Oil prices advanced on Wednesday after a huge plunge in United States crude storage as the market awaited decisions from a meeting later in the day on the future level of supply cuts by the Organisation of the Petroleum Exporting Countries (OPEC) and its allies.
Brent crude futures were up by 36 cents or 0.84% at $43.26 per barrel as of 11:15 West Africa Time while its counterpart U.S. benchmark, West Texas Intermediate (WTI) futures inched up by $38 cents or 0.94% to $40.67.
Demonstrating a rebound in fuel demand in spite of the coronavirus crisis, U.S. crude stocks tumbled by 8.3 million barrels in the week to 10th July, surpassing analysts’ projection of a slump of 2.1 million barrels, according to statistics from industry group, American Petroleum Institute.
Official figures from the U.S. Department of Energy’s Energy Information Administration (EIA) are to be issued on Wednesday.
ING Economics mentioned in a note seen by Reuters that “API numbers released overnight have provided some support to the market in early morning trading today.”
Regarding supply, the market will be on the lookout for resolutions from a conference of OPEC’s Joint Ministerial Monitoring Committee (JMMC) on Wednesday.
“The market will be eager to see if deeper cuts will be rolled over for an additional month, or whether the group will stick to the original plan, and start trimming cuts,” said ING Economics, adding that “most indications suggest that it will be the latter, with more focus on compliance and compensatory cuts.”
Top members of OPEC and allies, collectively called OPEC+, are poised to determine whether to expand existing production cuts of 9.7 million barrels per day (bpd) expiring this month or taper them to 7.7 million.
Kim Kwang-rae of Samsung Securities in Seoul said “oil prices are likely to be traded in a range of $40, with the market paying close attention to today’s JMMC results.”
OPEC and its allies attained 107% compliance in June with their agreed output cuts, an OPEC+ source said on Tuesday.
As regards demand, OPEC estimated global oil demand would balloon by a record 7 million bpd in 2021 amidst global economic recovery from the virus.
Nevertheless, this would stay below 2019 levels.

════════════════════

> _ACTIVITY LIST_:
1 – Copy the part of the oil price report that begins at the words "OPEC and its" and stops after "below 2019 levels.".
2 – Sum up the oil price report in two sentences.

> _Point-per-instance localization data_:

════════════════════

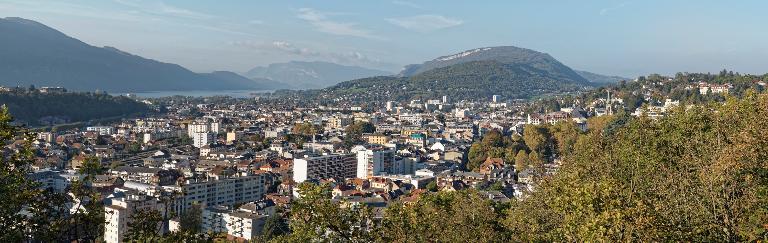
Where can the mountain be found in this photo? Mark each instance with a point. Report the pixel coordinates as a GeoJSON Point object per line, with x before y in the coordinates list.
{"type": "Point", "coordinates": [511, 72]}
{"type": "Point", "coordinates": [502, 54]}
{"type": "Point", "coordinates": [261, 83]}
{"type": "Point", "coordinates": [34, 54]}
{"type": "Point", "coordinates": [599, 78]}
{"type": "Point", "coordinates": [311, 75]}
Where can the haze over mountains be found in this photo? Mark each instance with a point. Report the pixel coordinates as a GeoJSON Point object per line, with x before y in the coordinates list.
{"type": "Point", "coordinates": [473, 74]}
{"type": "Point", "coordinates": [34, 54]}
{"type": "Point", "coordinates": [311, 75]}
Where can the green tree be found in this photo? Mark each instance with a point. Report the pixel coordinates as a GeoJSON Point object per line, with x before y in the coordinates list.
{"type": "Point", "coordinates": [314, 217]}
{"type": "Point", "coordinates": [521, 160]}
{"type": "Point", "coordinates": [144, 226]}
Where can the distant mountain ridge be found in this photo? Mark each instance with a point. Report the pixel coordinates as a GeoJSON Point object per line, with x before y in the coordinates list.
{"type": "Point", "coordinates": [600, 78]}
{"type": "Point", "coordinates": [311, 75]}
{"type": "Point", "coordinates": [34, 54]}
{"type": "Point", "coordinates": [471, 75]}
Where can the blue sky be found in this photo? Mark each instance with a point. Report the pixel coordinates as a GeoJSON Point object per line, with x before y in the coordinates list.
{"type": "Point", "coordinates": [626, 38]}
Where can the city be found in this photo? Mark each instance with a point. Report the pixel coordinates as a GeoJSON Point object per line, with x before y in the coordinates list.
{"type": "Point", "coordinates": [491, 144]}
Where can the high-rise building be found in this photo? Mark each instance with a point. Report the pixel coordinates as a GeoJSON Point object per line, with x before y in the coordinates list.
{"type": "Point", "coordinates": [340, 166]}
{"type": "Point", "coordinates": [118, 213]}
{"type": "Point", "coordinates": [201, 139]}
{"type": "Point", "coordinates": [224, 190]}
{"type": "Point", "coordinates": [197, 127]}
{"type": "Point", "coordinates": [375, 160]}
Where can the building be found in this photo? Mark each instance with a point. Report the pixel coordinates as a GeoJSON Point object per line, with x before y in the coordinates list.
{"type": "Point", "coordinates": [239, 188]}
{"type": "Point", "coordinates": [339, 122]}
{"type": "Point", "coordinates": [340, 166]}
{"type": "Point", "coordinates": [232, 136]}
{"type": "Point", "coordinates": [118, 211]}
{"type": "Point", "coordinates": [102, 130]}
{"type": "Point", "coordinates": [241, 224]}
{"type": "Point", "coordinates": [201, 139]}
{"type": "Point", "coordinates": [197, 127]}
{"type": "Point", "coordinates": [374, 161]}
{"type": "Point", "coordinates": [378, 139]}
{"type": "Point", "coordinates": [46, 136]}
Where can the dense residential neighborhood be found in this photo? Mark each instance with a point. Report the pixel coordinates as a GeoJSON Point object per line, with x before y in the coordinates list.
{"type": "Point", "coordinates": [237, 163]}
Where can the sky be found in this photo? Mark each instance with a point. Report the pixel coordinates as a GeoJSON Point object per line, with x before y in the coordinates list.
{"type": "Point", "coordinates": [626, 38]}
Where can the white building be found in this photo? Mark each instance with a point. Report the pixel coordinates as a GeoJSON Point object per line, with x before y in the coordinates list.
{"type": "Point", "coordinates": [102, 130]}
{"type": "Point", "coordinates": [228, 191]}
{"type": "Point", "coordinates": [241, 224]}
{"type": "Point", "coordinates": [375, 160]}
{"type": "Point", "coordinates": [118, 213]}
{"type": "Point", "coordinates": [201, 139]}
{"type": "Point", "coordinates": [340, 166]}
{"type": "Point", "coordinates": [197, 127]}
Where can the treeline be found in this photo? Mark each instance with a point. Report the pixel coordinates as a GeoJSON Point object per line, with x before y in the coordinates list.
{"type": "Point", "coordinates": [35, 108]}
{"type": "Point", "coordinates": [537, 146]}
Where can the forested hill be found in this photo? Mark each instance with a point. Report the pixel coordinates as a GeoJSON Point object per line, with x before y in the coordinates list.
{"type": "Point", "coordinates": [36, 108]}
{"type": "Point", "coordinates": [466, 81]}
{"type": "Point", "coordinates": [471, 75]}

════════════════════

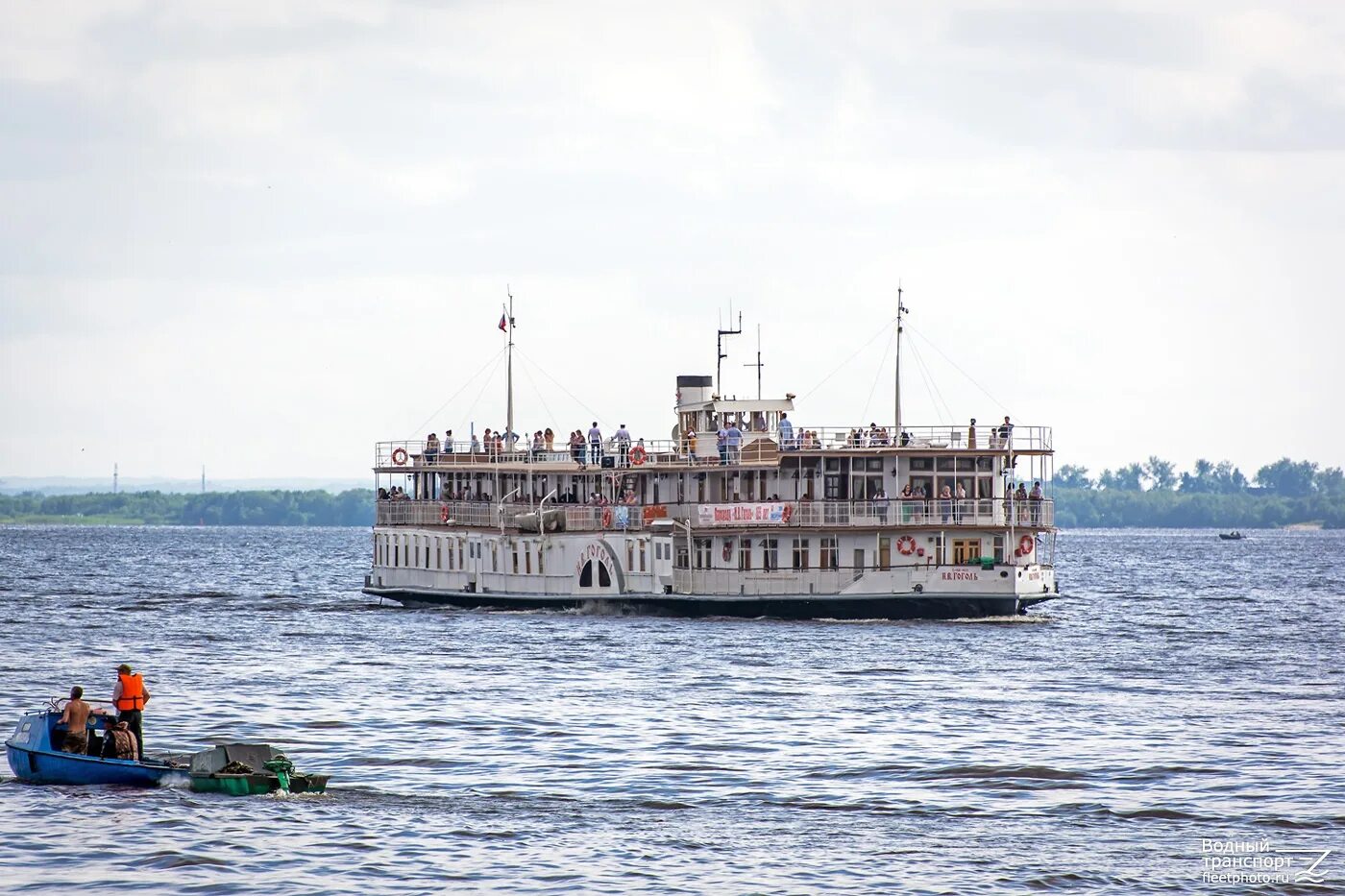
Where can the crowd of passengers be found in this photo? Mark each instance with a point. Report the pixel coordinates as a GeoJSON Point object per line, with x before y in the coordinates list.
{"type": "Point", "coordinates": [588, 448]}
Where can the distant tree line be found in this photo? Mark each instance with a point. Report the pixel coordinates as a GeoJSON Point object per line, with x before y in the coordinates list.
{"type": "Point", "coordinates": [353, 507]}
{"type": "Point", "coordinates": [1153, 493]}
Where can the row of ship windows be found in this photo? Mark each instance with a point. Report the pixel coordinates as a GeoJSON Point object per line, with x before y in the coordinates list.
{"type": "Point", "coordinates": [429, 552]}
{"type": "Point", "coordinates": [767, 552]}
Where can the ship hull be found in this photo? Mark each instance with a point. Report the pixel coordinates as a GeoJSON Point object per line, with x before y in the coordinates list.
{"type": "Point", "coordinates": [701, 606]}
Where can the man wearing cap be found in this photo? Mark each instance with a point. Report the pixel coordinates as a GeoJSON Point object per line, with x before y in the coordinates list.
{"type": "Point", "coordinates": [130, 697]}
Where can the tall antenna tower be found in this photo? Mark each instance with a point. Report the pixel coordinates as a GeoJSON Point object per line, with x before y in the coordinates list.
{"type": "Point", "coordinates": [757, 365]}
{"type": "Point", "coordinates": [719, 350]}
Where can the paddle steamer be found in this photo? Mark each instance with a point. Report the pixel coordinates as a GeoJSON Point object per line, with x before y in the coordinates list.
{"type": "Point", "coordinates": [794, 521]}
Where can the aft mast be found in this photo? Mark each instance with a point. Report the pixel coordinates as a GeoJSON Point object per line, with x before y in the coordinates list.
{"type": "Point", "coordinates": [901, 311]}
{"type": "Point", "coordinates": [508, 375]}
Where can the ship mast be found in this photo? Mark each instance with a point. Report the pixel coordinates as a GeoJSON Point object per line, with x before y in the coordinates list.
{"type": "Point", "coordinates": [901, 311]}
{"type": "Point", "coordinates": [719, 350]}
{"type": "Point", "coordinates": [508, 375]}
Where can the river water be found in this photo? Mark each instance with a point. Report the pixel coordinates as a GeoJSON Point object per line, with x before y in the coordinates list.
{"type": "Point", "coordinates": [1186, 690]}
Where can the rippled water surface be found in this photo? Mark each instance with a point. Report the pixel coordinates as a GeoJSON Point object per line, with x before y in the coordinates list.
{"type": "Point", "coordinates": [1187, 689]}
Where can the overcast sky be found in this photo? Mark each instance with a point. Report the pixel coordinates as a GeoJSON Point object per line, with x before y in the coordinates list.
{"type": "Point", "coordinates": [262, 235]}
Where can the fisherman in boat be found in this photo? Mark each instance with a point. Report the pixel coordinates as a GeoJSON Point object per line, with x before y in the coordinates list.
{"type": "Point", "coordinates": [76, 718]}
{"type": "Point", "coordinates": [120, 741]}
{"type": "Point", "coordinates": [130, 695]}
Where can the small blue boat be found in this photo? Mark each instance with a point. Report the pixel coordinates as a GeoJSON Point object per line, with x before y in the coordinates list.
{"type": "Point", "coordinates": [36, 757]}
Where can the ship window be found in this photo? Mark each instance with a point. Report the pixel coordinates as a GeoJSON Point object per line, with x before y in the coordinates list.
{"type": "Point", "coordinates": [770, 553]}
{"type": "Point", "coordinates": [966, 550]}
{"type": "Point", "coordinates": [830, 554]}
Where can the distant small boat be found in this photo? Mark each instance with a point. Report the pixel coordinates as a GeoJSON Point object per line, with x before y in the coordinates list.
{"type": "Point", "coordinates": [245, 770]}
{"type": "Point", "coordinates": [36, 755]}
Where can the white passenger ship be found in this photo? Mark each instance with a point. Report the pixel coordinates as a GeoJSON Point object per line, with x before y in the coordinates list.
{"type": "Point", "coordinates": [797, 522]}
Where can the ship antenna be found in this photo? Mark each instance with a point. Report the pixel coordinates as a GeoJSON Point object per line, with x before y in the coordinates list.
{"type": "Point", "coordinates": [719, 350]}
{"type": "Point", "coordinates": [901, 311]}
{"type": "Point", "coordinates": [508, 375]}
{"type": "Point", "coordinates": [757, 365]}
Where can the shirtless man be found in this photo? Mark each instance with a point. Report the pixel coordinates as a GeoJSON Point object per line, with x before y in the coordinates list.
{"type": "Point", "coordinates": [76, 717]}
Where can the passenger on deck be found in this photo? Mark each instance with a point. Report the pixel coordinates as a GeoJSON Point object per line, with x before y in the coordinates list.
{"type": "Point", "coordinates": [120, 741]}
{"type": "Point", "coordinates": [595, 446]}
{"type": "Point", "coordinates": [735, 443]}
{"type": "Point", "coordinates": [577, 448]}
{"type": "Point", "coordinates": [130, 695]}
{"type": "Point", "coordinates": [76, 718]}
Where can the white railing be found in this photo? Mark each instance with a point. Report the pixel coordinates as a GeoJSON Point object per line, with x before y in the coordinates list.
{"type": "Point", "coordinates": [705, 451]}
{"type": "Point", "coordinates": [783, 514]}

════════════════════

> _RESPONSES FOR EACH TASK_:
1 –
OPEC and its allies attained 107% compliance in June with their agreed output cuts, an OPEC+ source said on Tuesday.
As regards demand, OPEC estimated global oil demand would balloon by a record 7 million bpd in 2021 amidst global economic recovery from the virus.
Nevertheless, this would stay below 2019 levels.

2 – Oil prices rose on Wednesday after U.S. crude stocks dropped by 8.3 million barrels in the week to 10th July, well beyond the 2.1 million barrels analysts had projected. The market was also waiting on a Wednesday meeting where OPEC and its allies would decide whether to extend production cuts of 9.7 million barrels per day or taper them to 7.7 million.